- _Directions_:
Please report every line of the entries below that contains the word "green", copying each such line in full.

- _Records supplied_:
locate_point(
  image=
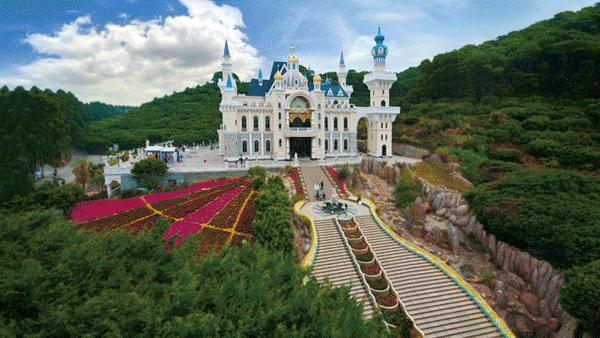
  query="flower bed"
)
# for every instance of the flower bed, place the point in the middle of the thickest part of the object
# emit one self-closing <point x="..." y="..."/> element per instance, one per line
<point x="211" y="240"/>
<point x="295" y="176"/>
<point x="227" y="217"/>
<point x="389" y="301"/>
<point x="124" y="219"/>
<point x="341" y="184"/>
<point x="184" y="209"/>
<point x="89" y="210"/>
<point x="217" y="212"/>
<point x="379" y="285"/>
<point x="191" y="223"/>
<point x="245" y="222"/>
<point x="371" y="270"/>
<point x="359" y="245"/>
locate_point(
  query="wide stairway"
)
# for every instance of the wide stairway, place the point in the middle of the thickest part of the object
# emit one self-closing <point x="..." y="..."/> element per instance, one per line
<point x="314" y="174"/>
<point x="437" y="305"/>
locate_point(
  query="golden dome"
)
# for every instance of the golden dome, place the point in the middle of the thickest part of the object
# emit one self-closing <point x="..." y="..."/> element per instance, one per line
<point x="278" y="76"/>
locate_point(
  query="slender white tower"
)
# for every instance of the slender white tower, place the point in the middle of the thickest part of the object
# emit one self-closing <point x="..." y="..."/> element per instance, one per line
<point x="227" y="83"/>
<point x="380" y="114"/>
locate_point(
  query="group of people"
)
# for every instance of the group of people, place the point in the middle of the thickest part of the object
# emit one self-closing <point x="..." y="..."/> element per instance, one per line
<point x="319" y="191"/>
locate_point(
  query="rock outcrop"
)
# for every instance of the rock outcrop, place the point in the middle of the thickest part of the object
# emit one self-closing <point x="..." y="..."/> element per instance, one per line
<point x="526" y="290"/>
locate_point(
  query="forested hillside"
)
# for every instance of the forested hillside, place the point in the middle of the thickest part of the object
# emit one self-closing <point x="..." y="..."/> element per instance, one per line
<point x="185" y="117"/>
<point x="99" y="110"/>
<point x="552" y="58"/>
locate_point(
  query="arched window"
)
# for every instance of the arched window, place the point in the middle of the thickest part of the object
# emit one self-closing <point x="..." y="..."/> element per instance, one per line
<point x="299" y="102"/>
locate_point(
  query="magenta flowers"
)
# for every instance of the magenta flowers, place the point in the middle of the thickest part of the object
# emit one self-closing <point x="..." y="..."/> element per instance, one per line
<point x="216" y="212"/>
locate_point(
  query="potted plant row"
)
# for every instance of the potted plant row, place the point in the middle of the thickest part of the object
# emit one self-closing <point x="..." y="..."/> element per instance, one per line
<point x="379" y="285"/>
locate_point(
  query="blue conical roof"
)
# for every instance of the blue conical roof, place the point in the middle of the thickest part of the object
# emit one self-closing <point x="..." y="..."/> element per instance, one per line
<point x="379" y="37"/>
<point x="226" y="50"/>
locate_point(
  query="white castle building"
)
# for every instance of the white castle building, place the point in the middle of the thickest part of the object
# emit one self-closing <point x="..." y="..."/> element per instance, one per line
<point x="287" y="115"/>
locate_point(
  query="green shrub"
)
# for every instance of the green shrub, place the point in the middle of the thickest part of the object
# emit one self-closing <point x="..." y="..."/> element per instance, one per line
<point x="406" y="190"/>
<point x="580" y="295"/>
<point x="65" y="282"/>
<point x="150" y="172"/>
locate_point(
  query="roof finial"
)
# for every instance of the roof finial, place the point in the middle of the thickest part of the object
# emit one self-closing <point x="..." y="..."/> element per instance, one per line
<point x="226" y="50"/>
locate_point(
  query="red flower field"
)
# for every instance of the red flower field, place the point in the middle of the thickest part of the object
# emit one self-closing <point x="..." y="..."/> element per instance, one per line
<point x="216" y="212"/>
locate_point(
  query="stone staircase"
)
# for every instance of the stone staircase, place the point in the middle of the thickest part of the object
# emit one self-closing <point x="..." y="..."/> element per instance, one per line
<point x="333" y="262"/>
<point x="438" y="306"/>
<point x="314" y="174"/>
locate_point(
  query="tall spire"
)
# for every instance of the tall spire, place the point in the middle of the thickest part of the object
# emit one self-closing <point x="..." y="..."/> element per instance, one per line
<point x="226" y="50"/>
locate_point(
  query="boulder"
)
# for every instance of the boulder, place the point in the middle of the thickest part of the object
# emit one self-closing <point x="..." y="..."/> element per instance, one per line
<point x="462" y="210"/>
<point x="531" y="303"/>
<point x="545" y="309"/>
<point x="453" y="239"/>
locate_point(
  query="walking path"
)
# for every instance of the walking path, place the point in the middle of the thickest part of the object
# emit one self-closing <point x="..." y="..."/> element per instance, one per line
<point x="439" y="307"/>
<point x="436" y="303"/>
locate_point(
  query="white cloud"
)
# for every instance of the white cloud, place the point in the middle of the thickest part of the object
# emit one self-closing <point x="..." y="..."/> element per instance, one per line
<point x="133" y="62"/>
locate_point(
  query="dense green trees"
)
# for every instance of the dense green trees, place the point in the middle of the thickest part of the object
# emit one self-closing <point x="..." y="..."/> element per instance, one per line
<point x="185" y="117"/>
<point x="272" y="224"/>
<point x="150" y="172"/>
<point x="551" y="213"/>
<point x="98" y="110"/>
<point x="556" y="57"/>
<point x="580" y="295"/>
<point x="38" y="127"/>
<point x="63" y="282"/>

* * *

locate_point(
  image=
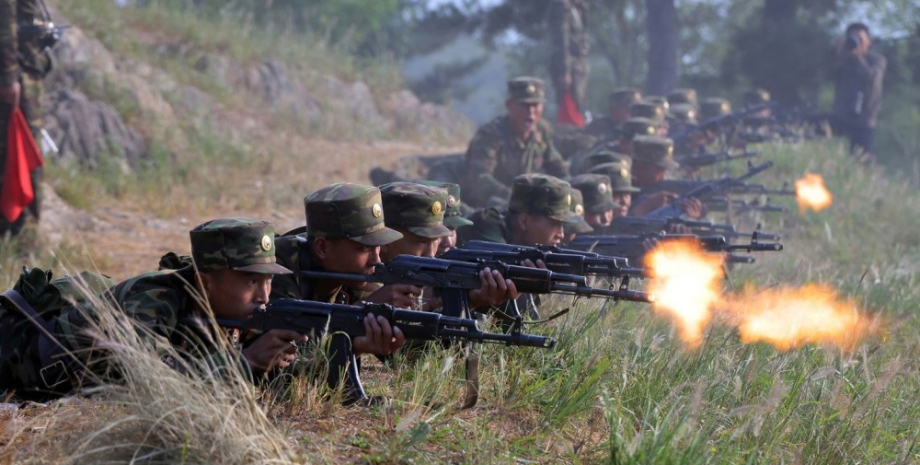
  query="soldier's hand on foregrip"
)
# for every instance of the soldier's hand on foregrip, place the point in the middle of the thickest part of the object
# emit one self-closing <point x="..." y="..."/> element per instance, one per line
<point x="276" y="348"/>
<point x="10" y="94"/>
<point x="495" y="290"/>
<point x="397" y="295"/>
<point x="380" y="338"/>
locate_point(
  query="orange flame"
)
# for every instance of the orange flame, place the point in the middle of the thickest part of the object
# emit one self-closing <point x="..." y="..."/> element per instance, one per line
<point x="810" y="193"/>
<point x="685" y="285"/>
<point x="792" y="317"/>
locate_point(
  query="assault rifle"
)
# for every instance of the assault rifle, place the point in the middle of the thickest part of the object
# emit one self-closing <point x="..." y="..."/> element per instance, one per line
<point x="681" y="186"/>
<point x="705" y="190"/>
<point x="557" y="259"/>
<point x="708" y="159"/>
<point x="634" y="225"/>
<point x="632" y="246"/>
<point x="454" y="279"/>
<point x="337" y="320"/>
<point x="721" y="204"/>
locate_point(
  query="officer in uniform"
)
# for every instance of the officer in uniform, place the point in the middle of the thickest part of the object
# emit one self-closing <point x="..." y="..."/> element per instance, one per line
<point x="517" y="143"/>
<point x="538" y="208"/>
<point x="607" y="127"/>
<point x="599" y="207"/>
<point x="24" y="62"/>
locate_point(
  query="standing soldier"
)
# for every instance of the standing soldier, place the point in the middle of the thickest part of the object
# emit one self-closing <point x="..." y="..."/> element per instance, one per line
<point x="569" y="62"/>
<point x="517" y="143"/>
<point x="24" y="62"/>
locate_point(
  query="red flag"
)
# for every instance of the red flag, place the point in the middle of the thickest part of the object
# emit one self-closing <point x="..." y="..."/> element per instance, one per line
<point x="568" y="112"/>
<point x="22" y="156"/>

- _Output for this task_:
  query="green shrub"
# for every instance of the green shrub, place the point in the middle of the thickest part of the object
  query="dense green trees"
# for every instance of the dense green trees, place the point in the middle of the thickest part of the object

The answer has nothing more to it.